● Goal of the exercise
Each entry below is to be copied verbatim.

Given data below:

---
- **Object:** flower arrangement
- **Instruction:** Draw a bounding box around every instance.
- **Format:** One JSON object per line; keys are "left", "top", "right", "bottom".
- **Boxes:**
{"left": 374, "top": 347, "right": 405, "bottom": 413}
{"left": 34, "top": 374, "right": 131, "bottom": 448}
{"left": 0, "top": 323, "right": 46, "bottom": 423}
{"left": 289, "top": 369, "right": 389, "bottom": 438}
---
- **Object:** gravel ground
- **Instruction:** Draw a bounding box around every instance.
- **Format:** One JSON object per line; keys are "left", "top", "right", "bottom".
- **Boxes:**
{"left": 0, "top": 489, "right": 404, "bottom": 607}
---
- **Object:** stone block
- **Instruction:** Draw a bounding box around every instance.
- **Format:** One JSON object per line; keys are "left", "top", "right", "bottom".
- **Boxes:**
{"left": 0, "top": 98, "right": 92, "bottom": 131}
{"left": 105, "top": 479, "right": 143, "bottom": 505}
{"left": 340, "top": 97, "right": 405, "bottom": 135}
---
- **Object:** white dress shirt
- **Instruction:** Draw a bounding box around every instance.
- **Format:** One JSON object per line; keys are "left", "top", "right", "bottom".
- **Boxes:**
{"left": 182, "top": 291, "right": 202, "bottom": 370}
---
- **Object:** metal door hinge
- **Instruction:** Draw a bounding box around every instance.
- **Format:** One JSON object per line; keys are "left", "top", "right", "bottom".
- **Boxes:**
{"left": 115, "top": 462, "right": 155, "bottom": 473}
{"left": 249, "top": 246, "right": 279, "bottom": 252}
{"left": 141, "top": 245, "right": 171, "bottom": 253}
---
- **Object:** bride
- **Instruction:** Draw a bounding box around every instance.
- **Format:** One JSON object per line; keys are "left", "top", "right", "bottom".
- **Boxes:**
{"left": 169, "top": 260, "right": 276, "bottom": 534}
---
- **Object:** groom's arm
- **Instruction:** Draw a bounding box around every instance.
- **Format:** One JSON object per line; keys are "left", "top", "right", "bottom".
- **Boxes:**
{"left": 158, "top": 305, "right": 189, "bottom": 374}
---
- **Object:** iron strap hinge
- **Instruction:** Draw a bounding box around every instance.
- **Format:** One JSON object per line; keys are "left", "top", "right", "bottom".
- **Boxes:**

End of Given data.

● Answer to this problem
---
- **Object:** flower arrangement
- **Instruction:** Draw a bounding box around every instance.
- **Format:** One JSON object per line; keys are "left", "top", "right", "bottom".
- **Boxes:**
{"left": 374, "top": 347, "right": 405, "bottom": 413}
{"left": 34, "top": 374, "right": 131, "bottom": 448}
{"left": 0, "top": 323, "right": 46, "bottom": 423}
{"left": 289, "top": 369, "right": 389, "bottom": 438}
---
- **Object:** gravel ground
- **Instruction:** Draw a bounding box around every instance.
- **Format:** One JSON object per line; keys are "left", "top", "right", "bottom".
- **Boxes:**
{"left": 0, "top": 489, "right": 404, "bottom": 607}
---
- **Object:** stone block
- **Instruction:** Draw a bounding box around every instance.
- **Format:** One JSON object per line; keys are "left", "top", "right", "bottom".
- **Boxes:**
{"left": 0, "top": 98, "right": 92, "bottom": 131}
{"left": 105, "top": 479, "right": 143, "bottom": 505}
{"left": 340, "top": 97, "right": 405, "bottom": 135}
---
- **Object:** white dress shirt
- **Instruction:** Draw a bounding box around every instance.
- **Format:** One JSON object per line; keys are "left", "top", "right", "bottom".
- **Boxes:**
{"left": 182, "top": 291, "right": 202, "bottom": 370}
---
- **Object:** metal door hinge
- **Instruction:** Draw a bounding box around every instance.
- **Format:** One JSON object per line; keys are "left", "top", "right", "bottom".
- **Boxes:**
{"left": 115, "top": 462, "right": 155, "bottom": 473}
{"left": 249, "top": 246, "right": 279, "bottom": 252}
{"left": 141, "top": 245, "right": 171, "bottom": 253}
---
- **Object:** bride
- **Instruction:** Draw a bounding box around every instance.
- **Format:** One JSON object per line; keys are "left", "top", "right", "bottom".
- **Boxes:**
{"left": 169, "top": 260, "right": 276, "bottom": 534}
---
- **Object:** groom's arm
- **Instruction:** Draw a bounding box around every instance.
- **Format:** One JSON object per line; keys are "left", "top", "right", "bottom".
- **Boxes:**
{"left": 158, "top": 305, "right": 189, "bottom": 374}
---
- **Object:** iron strap hinge
- **Instruction:** Draw a bounding box around every instance.
- **Format:** One JSON object per line; keys are "left", "top", "right", "bottom".
- **Boxes:**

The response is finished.